I had this dream of what it must be like to circle the earth and stare at the stars. To sink my feet into moon boots and feel the powder kick up around me as I went on my exploration for moon rocks and small critters that I would most certainly sneak back down to earth and give to my sisters as pets.

My dreams of exploring were not just moon based.

I found myself rummaging through my Mamaw and Papaw’s attic for lost family heirlooms (and I found them, the complete original series of Nancy Drew books), roaming through the woods in search of snake skins and dead animals (what explorer doesn’t poke around a dead carcass to figure out the precise cause of death?), and I desperately longed to explore my dad’s underwear drawer (keep reading, otherwise I’ve crossed over into creepy).

My mom was chaotic, unorganized, and disheveled. I followed in her footsteps, stuffing- and ultimately forgetting about- dirty clothes and plates of food under my bed in order to pass the “clean room” test.

My dad however was methodical, organized, and not nearly as lost in the world as my mom was.

And that made him a mystery.

========================

REQUIRED ACTION »
In the passage about exploring, rewrite the part that opens with the words containing "I found myself" and closes with "my mom was.", putting "meticulous" in place of "methodical". The data that comes after this passage is not required.

========================

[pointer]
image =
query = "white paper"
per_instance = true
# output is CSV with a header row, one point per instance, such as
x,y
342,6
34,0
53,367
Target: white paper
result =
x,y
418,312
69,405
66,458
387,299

========================

SOLUTION TO THIS EXERCISE »
I found myself rummaging through my Mamaw and Papaw’s attic for lost family heirlooms (and I found them, the complete original series of Nancy Drew books), roaming through the woods in search of snake skins and dead animals (what explorer doesn’t poke around a dead carcass to figure out the precise cause of death?), and I desperately longed to explore my dad’s underwear drawer (keep reading, otherwise I’ve crossed over into creepy).

My mom was chaotic, unorganized, and disheveled. I followed in her footsteps, stuffing- and ultimately forgetting about- dirty clothes and plates of food under my bed in order to pass the “clean room” test.

My dad however was meticulous, organized, and not nearly as lost in the world as my mom was.